▶ [Exercise details]: Convert the lines into a numbered list, starting at the line that contains "of the seated" and continuing through the last line of the data. Leave out any blank lines.

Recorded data
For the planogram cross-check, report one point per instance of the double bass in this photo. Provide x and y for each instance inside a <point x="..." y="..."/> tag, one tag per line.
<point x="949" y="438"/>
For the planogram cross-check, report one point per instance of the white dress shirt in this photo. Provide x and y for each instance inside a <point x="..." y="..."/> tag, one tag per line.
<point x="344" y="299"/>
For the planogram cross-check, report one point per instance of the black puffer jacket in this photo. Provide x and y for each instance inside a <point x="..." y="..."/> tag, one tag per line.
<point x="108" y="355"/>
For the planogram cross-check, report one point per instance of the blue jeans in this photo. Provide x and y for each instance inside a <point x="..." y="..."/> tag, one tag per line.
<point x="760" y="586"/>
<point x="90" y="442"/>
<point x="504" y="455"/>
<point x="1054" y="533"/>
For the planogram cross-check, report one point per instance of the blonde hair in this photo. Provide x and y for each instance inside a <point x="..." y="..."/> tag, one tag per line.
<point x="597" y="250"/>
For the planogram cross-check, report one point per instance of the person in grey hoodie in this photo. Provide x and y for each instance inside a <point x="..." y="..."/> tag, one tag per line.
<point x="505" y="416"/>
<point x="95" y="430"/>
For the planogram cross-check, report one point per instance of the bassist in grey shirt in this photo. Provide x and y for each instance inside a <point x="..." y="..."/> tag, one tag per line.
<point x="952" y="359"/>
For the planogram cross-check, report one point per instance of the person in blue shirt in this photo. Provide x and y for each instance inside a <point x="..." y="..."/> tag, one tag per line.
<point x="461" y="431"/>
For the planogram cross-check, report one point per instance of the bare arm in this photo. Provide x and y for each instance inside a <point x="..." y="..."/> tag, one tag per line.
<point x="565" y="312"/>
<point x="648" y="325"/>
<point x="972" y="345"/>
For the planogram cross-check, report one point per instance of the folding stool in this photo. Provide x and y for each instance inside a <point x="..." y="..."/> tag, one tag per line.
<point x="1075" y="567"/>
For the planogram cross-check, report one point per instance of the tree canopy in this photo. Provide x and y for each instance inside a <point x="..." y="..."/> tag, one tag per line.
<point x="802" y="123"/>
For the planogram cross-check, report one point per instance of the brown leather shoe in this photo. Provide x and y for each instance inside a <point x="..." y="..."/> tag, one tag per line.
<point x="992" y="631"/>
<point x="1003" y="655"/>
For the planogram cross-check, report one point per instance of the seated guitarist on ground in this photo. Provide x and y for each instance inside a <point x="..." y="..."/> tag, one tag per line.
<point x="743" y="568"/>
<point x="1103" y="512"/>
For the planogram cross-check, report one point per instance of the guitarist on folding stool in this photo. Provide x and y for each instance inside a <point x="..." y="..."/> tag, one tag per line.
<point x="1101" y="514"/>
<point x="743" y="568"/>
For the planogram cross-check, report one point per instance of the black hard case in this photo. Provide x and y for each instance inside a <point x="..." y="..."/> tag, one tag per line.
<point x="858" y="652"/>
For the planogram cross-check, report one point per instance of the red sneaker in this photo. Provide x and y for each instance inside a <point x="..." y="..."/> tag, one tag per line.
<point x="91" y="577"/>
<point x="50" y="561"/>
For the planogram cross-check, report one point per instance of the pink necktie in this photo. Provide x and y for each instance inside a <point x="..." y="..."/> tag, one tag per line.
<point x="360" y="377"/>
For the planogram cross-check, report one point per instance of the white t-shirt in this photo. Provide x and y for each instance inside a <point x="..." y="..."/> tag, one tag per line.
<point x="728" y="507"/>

▶ [Problem solution]:
1. For the planogram cross-check, report one point per instance of the seated guitarist on ground in this photo. Provide x and y for each instance inside a <point x="..." y="..."/> tag, one tag per line.
2. <point x="743" y="568"/>
3. <point x="1103" y="512"/>
4. For the planogram cross-check, report one point per instance of the guitarist on folding stool in this photo. Provide x and y for each instance inside a <point x="..." y="..."/> tag, one tag per line.
5. <point x="1101" y="514"/>
6. <point x="743" y="568"/>
7. For the planogram cross-check, report one point per instance of the black hard case in this photo. Provide x and y for each instance inside a <point x="..." y="..."/> tag, one tag per line.
8. <point x="858" y="652"/>
9. For the planogram cross-check, report one point per instance of the red sneaker in this photo. Provide x and y for each instance inside a <point x="..." y="..."/> tag, one tag per line.
10. <point x="91" y="577"/>
11. <point x="50" y="561"/>
12. For the planogram cross-check, report one point per instance of the pink necktie in this photo. Provide x and y for each instance inside a <point x="..." y="..."/> tag, one tag per line.
13. <point x="360" y="377"/>
14. For the planogram cross-check, report one point per instance of the white t-shirt in this photo. Provide x and y for each instance inside a <point x="..." y="..."/> tag, one tag per line.
15. <point x="728" y="507"/>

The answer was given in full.